WHAT IS REQUIRED
Edit the records below so that each "tagging" becomes "marking", and keep every other word the same.

DATA IN THIS EXERCISE

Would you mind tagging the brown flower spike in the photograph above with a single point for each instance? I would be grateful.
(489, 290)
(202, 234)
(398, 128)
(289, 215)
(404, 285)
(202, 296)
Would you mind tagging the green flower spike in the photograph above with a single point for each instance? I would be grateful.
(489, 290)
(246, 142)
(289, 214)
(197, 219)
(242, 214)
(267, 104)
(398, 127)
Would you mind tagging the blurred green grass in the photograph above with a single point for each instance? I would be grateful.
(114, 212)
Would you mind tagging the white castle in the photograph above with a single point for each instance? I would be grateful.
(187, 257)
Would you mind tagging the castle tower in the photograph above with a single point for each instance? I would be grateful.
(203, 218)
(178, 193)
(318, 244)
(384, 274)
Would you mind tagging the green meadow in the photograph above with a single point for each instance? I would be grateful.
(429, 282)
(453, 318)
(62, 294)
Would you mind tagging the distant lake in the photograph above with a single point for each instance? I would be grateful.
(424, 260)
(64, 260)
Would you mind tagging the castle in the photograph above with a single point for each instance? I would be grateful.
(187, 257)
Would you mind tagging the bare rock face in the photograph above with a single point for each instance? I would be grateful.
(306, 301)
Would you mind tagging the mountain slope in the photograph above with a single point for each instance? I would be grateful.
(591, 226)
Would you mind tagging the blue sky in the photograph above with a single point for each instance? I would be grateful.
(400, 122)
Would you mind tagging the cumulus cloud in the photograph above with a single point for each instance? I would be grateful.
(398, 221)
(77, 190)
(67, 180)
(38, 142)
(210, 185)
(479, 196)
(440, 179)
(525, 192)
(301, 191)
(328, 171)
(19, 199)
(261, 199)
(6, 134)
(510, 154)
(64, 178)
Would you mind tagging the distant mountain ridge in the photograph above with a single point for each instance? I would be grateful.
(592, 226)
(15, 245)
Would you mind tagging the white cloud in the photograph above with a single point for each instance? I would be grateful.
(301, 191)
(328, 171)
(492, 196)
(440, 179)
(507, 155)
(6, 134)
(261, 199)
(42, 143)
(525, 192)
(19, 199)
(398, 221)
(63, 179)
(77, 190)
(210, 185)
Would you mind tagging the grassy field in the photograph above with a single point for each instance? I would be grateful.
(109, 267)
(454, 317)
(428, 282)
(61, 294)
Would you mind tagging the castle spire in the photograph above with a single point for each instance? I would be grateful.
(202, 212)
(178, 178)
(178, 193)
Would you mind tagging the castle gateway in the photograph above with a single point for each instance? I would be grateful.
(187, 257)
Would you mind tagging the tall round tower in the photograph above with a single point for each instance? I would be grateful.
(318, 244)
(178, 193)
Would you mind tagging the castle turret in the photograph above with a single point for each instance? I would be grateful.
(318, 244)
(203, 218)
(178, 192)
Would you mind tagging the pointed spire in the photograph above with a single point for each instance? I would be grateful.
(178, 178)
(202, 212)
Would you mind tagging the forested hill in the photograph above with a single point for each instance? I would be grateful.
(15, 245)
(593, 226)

WORKED SOLUTION
Would you mind marking the brown flower spike in the photograph above with a single point for each instance? I would be grateful.
(489, 290)
(202, 234)
(398, 128)
(289, 215)
(404, 285)
(202, 296)
Would you mind marking the green flower spike in the photograph above with a single point for each instance? I would be grateful.
(489, 290)
(246, 142)
(289, 214)
(197, 219)
(242, 214)
(267, 104)
(398, 127)
Would you mind marking the blurred green grass in the photograph above with a single point for each instance? I would be grateful.
(114, 212)
Would you mind marking the white castle in the photograph above with a single point for each instance? I would be grateful.
(187, 257)
Would you mind marking the castle tower in the photograph above with a single point for each instance? I would be grateful.
(203, 218)
(178, 193)
(318, 244)
(384, 274)
Would you mind marking the green meadow in the photograph above with a single point for each instance? I would be grateful.
(429, 282)
(453, 318)
(62, 294)
Would you mind marking the distant lake in the photograph above with a single point for each instance? I would be grateful.
(424, 260)
(64, 260)
Would you mind marking the castle in the photograph above with a single point for each instance? I would be grateful.
(187, 257)
Would you mind marking the bare rock face in the photograph above with a single point for each instance? I would be grateful.
(306, 301)
Would you mind marking the mountain slope in the photograph above with a single point for each instance? I would be grateful.
(591, 226)
Would you mind marking the blue sky in the photograph above with a single point for each instance? I would be grateful.
(400, 122)
Would you mind marking the cumulus cloud in the photograph above with a single point for each instance? I would be grateful.
(398, 221)
(77, 190)
(67, 180)
(38, 142)
(210, 185)
(479, 196)
(440, 179)
(525, 192)
(301, 191)
(328, 171)
(19, 199)
(261, 199)
(6, 134)
(510, 154)
(64, 178)
Would you mind marking the distant mountain ridge in the photograph above with a single point for each instance? I would be grateful.
(592, 226)
(15, 245)
Would you mind marking the white cloud in the photograph above with a single point for each instance? I would be grateful.
(301, 191)
(328, 171)
(492, 196)
(440, 179)
(507, 155)
(6, 134)
(261, 199)
(42, 143)
(525, 192)
(19, 199)
(398, 221)
(63, 179)
(77, 190)
(210, 185)
Would you mind marking the grassy field in the photograph above with a single point for each instance? I would be grateful.
(109, 267)
(454, 317)
(428, 282)
(61, 294)
Would you mind marking the castle spire in the photograph above with a single point for each instance? I would be grateful.
(202, 212)
(178, 178)
(178, 193)
Would you mind marking the castle gateway in the photograph above with a single point for each instance? I would be grateful.
(187, 257)
Would you mind marking the tall round tower in the photograph above with a single point for each instance? I would be grateful.
(318, 244)
(178, 193)
Would you mind marking the castle turret in the photograph above with a single point for each instance? I would be grateful.
(318, 244)
(203, 218)
(178, 192)
Would you mind marking the pointed spire in the photograph above with a single point for each instance? I would be grateful.
(178, 178)
(202, 212)
Would you mind marking the forested hill in the photograph above with a single point for each instance? I would be grateful.
(15, 245)
(593, 226)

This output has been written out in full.